▶ _ACTIONS TO TAKE_:
a: Answer these questions from the FATA Cheetahs text, one per line:
(i) Who was the team's coach?
(ii) In what year was the team dissolved?
(iii) Who was the team's kit sponsor in 2013-14?
b: Output the part of the FATA Cheetahs text from the words "Team information" up to and including the words "Bank T20 Cup.", copying it exactly.

▶ _EXERCISE PASSAGE_:
--*--
FATA Cheetahs

Personnel
- Captain: Riaz Afridi
- Coach: Ayaz Akbar
- Owner: FATA Cricket Association

Team information
- Founded: 2013
- Dissolved: 2016
- Official website: FATA Cheetahs

= FATA Cheetas =

The FATA Cheetahs was a limited overs cricket team based in FATA, Pakistan. The team was established during 2013-14 Faysal Bank T20 Cup.

==Squad==

- Riaz Afridi - Captain
- Abdul Manan
- Almar Afridi
- Asad Afridi
- Asif Afridi
- Asif Ali
- Ibrahim Gul
- Inamullah
- Khushdil Shah
- Muhammad Aslam
- Muhammad Irfan
- Muhammad Naeem
- Rehan Afridi
- Sabyar Afridi
- Saeed Khan
- Shakeel Shah
- Zakir Afridi
- Zeeshan Khan

==Result summary==

===T20 results===

Summary of results by season
|  | Played | Wins | Losses | No Result | % Win |
|---|---|---|---|---|---|
| 2013-14 | 2 | 0 | 2 | 0 | 00.00% |
| Total | 2 | 0 | 2 | 0 | 00.00% |

Results by opposition
|  | Played | Wins | Losses | No Result | % Win |
|---|---|---|---|---|---|
| Karachi Zebras | 1 | 0 | 1 | 0 | 00.00% |
| Rawalpindi Rams | 1 | 0 | 1 | 0 | 00.00% |
| Total | 2 | 0 | 2 | 0 | 00.00% |

==Captains' record==

| Player | Span | Match | Won | Lost | Tied | NR | % |
|---|---|---|---|---|---|---|---|
| Riaz Afridi | 2014–present | 2 | 0 | 2 | 0 | 0 | 00.00 |

==Sponsor==
2013-14 kit sponsors of the FATA team was Nobel TV.
--*--
▶ _RECORDS SUPPLIED_:

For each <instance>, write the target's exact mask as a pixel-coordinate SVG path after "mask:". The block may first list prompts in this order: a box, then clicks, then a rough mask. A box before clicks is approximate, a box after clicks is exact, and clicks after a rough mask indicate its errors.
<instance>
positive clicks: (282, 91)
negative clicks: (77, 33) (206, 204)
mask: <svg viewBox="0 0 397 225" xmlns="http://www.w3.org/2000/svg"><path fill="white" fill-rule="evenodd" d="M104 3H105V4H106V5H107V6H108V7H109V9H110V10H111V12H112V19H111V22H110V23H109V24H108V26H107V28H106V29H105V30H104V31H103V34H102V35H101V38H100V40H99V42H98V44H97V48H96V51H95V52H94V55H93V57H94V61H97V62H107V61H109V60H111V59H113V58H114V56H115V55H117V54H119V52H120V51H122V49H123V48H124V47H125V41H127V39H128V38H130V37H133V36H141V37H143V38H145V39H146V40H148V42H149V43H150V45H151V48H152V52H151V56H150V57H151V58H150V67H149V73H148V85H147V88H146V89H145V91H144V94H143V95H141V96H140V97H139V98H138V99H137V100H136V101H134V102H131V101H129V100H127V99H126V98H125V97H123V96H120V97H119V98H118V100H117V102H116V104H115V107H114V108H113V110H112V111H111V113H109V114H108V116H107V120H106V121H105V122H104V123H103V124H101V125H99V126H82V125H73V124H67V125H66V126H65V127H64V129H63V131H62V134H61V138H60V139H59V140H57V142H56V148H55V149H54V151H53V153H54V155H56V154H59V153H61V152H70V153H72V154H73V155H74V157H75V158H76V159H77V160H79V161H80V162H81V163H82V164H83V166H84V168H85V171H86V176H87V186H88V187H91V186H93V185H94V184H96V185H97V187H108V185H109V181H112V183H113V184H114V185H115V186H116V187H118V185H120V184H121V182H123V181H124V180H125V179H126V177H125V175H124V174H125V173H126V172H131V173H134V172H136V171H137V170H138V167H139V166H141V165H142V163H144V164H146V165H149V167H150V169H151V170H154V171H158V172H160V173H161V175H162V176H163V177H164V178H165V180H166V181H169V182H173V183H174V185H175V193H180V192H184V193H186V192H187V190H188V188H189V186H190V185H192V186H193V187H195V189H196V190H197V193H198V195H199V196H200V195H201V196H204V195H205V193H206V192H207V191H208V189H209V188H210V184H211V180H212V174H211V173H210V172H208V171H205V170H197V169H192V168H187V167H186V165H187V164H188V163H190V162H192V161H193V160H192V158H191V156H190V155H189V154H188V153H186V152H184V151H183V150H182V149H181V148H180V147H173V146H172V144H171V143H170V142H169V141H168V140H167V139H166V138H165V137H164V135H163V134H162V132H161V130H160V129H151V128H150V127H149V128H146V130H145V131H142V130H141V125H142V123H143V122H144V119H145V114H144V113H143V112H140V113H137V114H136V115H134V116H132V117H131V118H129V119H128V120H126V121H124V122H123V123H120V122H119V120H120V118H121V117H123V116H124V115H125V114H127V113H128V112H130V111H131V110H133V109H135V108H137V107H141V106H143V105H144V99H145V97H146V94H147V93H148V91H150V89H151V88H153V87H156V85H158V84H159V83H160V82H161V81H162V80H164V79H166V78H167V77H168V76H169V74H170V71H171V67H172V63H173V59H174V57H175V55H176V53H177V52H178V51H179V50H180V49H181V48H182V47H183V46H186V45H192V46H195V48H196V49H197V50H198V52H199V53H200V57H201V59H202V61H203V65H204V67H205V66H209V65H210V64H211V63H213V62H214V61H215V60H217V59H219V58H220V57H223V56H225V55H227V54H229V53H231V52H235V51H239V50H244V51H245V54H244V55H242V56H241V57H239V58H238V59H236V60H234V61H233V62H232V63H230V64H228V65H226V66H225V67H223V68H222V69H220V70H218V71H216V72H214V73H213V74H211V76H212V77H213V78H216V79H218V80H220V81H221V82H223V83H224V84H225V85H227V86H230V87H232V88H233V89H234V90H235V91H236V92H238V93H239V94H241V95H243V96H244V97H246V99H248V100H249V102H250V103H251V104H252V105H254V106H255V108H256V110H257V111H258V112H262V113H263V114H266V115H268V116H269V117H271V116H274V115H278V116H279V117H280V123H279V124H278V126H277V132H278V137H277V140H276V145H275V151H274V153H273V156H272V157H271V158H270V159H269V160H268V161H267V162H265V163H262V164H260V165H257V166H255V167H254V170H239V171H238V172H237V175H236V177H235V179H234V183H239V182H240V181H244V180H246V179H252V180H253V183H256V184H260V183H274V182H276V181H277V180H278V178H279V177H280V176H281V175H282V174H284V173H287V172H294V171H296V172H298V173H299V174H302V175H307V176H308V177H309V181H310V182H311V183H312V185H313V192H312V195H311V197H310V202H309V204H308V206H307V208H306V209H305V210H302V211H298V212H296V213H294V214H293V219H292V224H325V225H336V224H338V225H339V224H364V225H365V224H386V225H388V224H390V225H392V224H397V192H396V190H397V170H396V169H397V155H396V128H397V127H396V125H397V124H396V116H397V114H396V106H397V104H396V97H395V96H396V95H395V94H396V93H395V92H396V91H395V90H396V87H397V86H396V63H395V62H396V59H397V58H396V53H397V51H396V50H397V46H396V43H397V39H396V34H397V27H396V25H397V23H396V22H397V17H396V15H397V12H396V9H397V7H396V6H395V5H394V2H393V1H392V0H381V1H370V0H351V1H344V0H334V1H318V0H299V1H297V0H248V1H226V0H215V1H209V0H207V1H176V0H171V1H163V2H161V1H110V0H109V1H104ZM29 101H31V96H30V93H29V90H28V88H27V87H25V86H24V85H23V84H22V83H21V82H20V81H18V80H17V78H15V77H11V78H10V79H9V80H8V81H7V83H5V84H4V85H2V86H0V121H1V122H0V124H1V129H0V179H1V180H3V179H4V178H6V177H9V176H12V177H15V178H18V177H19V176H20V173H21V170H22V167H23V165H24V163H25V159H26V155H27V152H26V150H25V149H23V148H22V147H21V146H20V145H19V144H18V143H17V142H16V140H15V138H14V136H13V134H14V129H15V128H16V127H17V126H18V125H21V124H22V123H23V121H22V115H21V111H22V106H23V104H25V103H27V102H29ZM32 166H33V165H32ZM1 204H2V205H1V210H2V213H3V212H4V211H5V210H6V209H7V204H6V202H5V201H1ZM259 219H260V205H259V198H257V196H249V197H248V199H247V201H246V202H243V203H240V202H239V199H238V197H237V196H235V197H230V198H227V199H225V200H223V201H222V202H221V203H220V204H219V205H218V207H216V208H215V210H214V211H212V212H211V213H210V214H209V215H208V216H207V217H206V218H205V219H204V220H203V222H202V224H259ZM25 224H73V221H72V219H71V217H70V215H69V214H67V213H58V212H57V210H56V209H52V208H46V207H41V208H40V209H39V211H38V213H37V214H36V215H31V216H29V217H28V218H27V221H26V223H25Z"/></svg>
--*--
▶ _ANSWERS_:
a:
(i) Ayaz Akbar
(ii) 2016
(iii) Nobel TV

b:
Team information
- Founded: 2013
- Dissolved: 2016
- Official website: FATA Cheetahs

= FATA Cheetas =

The FATA Cheetahs was a limited overs cricket team based in FATA, Pakistan. The team was established during 2013-14 Faysal Bank T20 Cup.